(Dataset records)
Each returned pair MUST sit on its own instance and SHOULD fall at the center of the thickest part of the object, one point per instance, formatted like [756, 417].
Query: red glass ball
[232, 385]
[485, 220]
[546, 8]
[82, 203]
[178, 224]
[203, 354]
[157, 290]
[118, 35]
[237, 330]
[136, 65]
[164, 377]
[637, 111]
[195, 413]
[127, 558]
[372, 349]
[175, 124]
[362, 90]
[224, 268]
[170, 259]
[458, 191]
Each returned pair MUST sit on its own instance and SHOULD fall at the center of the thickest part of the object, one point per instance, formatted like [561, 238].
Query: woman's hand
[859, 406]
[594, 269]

### Description of the task:
Return each line of the data where the word "instance" appears.

### Output for this task:
Each returned pair MUST sit on its own instance and SHOULD fall at the center of the thickest part of the object, one point per instance, formatted like [756, 417].
Each returned pair MUST sit on its own instance and SHOULD fall at the center of the thickest part of the object, one point per instance, formatted like [561, 238].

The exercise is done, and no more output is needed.